| 取り組む課題 |
ヴァン・ヘイレンの名前をめぐる記事の続きを、最後の文の後から書け。

| 記事 |
++++
ヴァン・ヘイレンのお名前学
希代のギター・ヒーロー、エドワード・ヴァンヘイレンが天国へと旅立ってしまいました。
プロフィールのおさらい的な記事は専門家に任せるとして、このZINEではお名前とかコトバからふりかえってみたいと思います。
edward van halenはvanでわかるようにオランダ系の名前です。vanは意味的にはfromで英語人名の「Mc~」や「~son」、東欧の「~vic(ビッチ)」など同様、出自を表す部品です。
ハードロックファンにとってはオランダ人でVanというとヴァンデンバーグも有名ですが、Vandenbergも元々はvan den bergでfrom the mountainてな意味だったりします。ガッチャマンのベルクカッツェは山猫ということでしょうか。どこかのだれかがこれは和製独語だと力説してましたが、そうともいえません。bergkatzeはアンデスネコのドイツ名だからです。じゃないとしてもネーミングの作法としては少しも間違っていないので大変参考になりますね。
古くは蘭学、K-1などオランダは日本とゆかりが深い国ですね。エディも移民の子孫と思いきや、オランダ生まれだそうです。いつもへらへら笑ってんのでクスリきめてんぢゃねーか?とネタというか冗談交じりに突っ込まれたりしてましたが、オランダはマリファナ解禁先進国でもあります。あ、別に故人を揶揄するつもりはなく、当時も勿論日本では違法でしたし、芸能人も逮捕されたりしてましたが今ほど徹底的厳罰感はなく、西海岸のロッカーはきっとマリファナやコカインはやってるよねくらいに思ってましたから。マリファナはカンナビスというのですが、輸入もののお香でカンナビスというのがあってなんともまぎらわしい。でもこないだ見に行ったら消えてました。まさか世相を考えて自粛したのでしょうか?
大御所KISSのジーン・シモンズはやたらと「あいつは最初に俺が目をつけた」と吹聴する癖があるのだと昨日の荻上チキSessionでやっていましたが、エディのことをKISSに誘おうとしてたという噂もあったとか。
++++
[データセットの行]
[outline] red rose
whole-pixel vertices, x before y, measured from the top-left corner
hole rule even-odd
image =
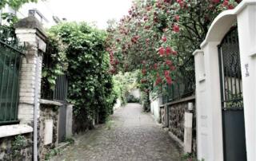
[[[168,47],[166,48],[166,56],[169,56],[171,52],[172,52],[171,48],[168,46]]]
[[[179,15],[175,15],[175,16],[174,16],[174,18],[175,18],[175,20],[176,20],[177,22],[178,22],[178,21],[179,21]]]
[[[165,41],[166,41],[166,40],[167,40],[167,38],[166,38],[166,36],[164,36],[164,37],[162,37],[162,41],[165,42]]]
[[[158,49],[158,53],[159,53],[160,57],[162,57],[166,53],[166,49],[163,47],[161,47]]]
[[[176,33],[179,32],[179,26],[178,25],[174,25],[173,30]]]

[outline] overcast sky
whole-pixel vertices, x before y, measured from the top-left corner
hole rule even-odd
[[[109,19],[119,20],[128,14],[132,0],[47,0],[46,6],[58,18],[68,21],[95,22],[106,28]]]

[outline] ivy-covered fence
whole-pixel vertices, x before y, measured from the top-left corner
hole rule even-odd
[[[173,83],[162,86],[162,103],[178,100],[194,95],[195,77],[194,60],[189,59],[173,73]]]
[[[117,99],[109,73],[105,32],[86,23],[62,23],[52,27],[48,37],[50,46],[46,59],[51,63],[43,66],[42,88],[52,92],[42,94],[51,97],[49,93],[54,95],[58,77],[65,73],[67,100],[74,104],[74,132],[86,130],[94,121],[105,122]]]
[[[22,55],[14,30],[0,26],[0,125],[18,123],[18,82]]]

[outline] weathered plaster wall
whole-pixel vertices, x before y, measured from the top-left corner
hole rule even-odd
[[[53,120],[52,143],[45,145],[46,120]],[[46,154],[58,145],[58,107],[50,104],[40,105],[40,118],[38,122],[38,155],[44,160]]]
[[[17,146],[17,135],[0,138],[0,161],[10,160],[32,160],[32,135],[30,133],[21,135],[25,139],[21,140],[22,146]]]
++++
| 課題の解答 |
それを聞いたらタモリ倶楽部でもおなじみ演歌大好きギタリストのマーティ・フリードマンは悔しがるかもしれません。というのもマーティはKISSが好きすぎてエース・フレーリー脱退後のギタリスト募集に応募しようとしましたが身長180センチ以上という条件に引っかかり断念したからです。6footerという言葉があるくらいなので180センチは向こうでも大台なのでしょう。
キッスは商売上手のユダヤ人ジーン・シモンズによって完璧にイメージコントロールされたバンドなので大男たちがさらにヒールの高いいかつい特撮映画のようなブーツでステージ上を暴れまわるという演出は譲れないでしょう。
ところがエディはといえば172センチしかありません。噂が本当だったとすれば超特待生扱いです。ただエディにあってマーティにないものというとハードロックファン以外にも訴求するポップさです。ソロも速弾きのための速弾きにおわらず、メロディアスというのとは違うかもしれませんが非ヘビメタファンが聴いても「面白い!」と感じさせるポップみがあります。マイケル・ジャクソンの「Beat It」のソロしかりです。ちなみに同曲のイカしたカッティングはTOTOのスティーブ・ルカサーだったりします。まさに夢の共演ですね。
前出のようにジーン・シモンズはユダヤ人であることも商売上手であることにも誇りをもちインタビューでは
「あんたジョン・マクラフリンの曲を口ずさめるかい?」などと逆質問していました。つまりポップなものが売れるのさ…ってことです。ももクロちゃんを褒めていたのも単なるリップサービスではないかもしれませんね。
エディはタッピングばかりが注目されがちですが、ポップさという視点でいえば「パナマ」のイントロのキンコカキンコカというピッキングハーモニクスにその魅力が象徴されています。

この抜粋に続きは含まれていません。